Task inputs:
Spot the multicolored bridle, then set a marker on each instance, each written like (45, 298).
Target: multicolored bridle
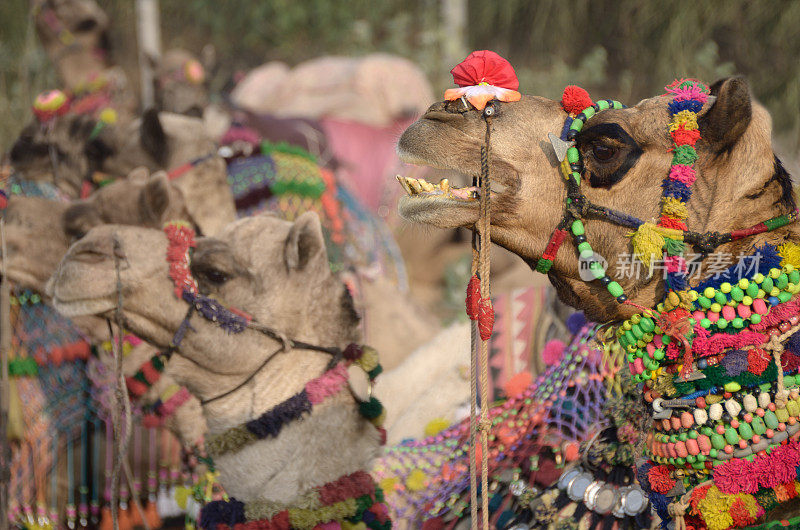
(688, 98)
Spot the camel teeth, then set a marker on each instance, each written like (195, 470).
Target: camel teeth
(403, 182)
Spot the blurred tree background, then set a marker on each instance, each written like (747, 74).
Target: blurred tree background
(626, 49)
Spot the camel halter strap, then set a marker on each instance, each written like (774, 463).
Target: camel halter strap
(672, 227)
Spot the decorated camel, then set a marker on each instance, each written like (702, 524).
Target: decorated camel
(416, 474)
(274, 465)
(704, 343)
(75, 36)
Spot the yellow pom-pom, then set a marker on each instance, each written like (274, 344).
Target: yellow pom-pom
(674, 208)
(416, 480)
(108, 115)
(388, 484)
(435, 426)
(647, 243)
(790, 254)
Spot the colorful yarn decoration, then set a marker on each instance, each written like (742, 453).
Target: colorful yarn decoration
(429, 478)
(688, 98)
(50, 105)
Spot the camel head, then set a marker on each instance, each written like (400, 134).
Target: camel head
(181, 85)
(74, 34)
(57, 153)
(626, 157)
(274, 270)
(278, 273)
(39, 231)
(169, 142)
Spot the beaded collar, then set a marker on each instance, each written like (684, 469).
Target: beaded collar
(352, 501)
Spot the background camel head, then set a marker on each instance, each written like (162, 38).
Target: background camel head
(74, 34)
(626, 156)
(181, 82)
(274, 270)
(58, 153)
(39, 231)
(168, 141)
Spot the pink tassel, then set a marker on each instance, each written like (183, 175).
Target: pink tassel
(328, 384)
(485, 318)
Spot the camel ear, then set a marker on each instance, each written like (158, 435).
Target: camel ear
(155, 197)
(305, 244)
(727, 119)
(139, 175)
(152, 137)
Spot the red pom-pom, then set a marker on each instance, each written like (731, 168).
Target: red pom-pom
(473, 297)
(485, 67)
(575, 99)
(485, 318)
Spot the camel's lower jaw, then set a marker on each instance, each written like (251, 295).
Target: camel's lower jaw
(438, 204)
(84, 307)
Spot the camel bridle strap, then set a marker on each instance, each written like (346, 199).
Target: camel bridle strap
(479, 308)
(577, 208)
(181, 240)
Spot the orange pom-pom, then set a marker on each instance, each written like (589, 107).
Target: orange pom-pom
(575, 99)
(106, 523)
(473, 297)
(151, 515)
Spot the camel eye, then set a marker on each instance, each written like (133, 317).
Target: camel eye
(603, 153)
(214, 276)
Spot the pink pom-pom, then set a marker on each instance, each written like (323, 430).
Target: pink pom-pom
(575, 99)
(553, 352)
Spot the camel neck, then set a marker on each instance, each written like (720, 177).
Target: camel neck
(353, 499)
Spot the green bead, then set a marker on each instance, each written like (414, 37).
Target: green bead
(771, 419)
(752, 290)
(745, 431)
(758, 425)
(731, 436)
(615, 289)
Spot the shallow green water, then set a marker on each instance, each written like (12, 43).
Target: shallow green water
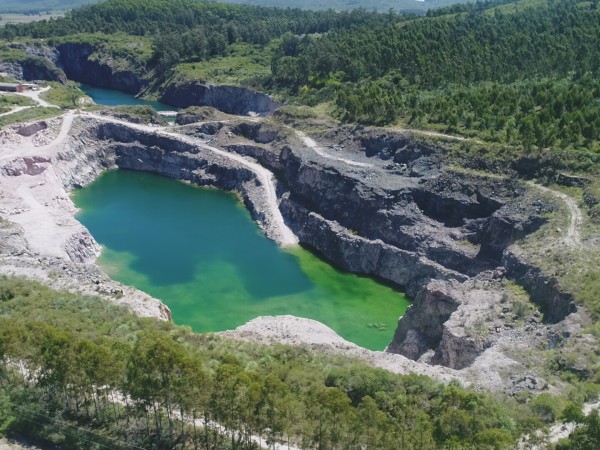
(111, 97)
(199, 251)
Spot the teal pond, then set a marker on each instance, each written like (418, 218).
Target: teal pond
(111, 97)
(199, 251)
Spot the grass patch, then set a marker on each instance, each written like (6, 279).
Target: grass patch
(245, 65)
(28, 115)
(8, 102)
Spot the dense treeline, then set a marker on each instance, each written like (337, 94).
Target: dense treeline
(432, 52)
(81, 373)
(540, 112)
(437, 70)
(188, 29)
(524, 75)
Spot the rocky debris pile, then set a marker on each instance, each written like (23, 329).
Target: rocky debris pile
(31, 129)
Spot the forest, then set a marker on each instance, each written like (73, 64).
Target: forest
(79, 372)
(522, 74)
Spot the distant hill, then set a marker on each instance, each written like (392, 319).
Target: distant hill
(36, 6)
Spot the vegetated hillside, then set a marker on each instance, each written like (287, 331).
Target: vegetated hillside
(112, 380)
(36, 6)
(521, 74)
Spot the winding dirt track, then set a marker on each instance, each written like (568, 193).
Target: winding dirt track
(572, 237)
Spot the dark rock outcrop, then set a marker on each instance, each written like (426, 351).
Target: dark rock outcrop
(554, 302)
(80, 62)
(30, 130)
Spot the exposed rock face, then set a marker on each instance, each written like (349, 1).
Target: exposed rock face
(415, 223)
(81, 63)
(229, 99)
(33, 68)
(545, 291)
(30, 130)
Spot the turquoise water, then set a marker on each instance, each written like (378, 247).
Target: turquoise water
(199, 251)
(111, 97)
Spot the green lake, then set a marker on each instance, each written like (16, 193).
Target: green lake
(199, 251)
(111, 97)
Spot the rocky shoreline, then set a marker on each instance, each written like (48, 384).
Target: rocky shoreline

What needs to be done: Quote exactly and only the lines from the one holding "Spot the vegetated" through the end of the data.

Result for this exercise:
Spot the vegetated hillside, then set a marker on each instance, each written like (287, 331).
Target: vegetated hillside
(112, 380)
(36, 6)
(521, 74)
Spot the winding dirt track, then set a marker on each instance, each written like (568, 193).
Target: winding dirt track
(572, 237)
Spot the dark rock outcrop, then set a marker on each instance, each written like (426, 351).
Target: dark rock outcrop
(554, 302)
(80, 62)
(30, 130)
Spot the exposed rock face, then set a marker on each instance, each written like (349, 1).
Target: exposed rock face
(415, 223)
(81, 63)
(229, 99)
(33, 68)
(545, 291)
(30, 130)
Spot the turquoise water, then set a marker on each instance, each written like (378, 247).
Target: turquoise water
(199, 251)
(111, 97)
Spot the green lake, then set a marker on each instance, each written like (16, 193).
Target: green lake
(199, 251)
(111, 97)
Spot the rocky shoreline, then set a marker on each instance, each written like (48, 384).
Target: rocky shoreline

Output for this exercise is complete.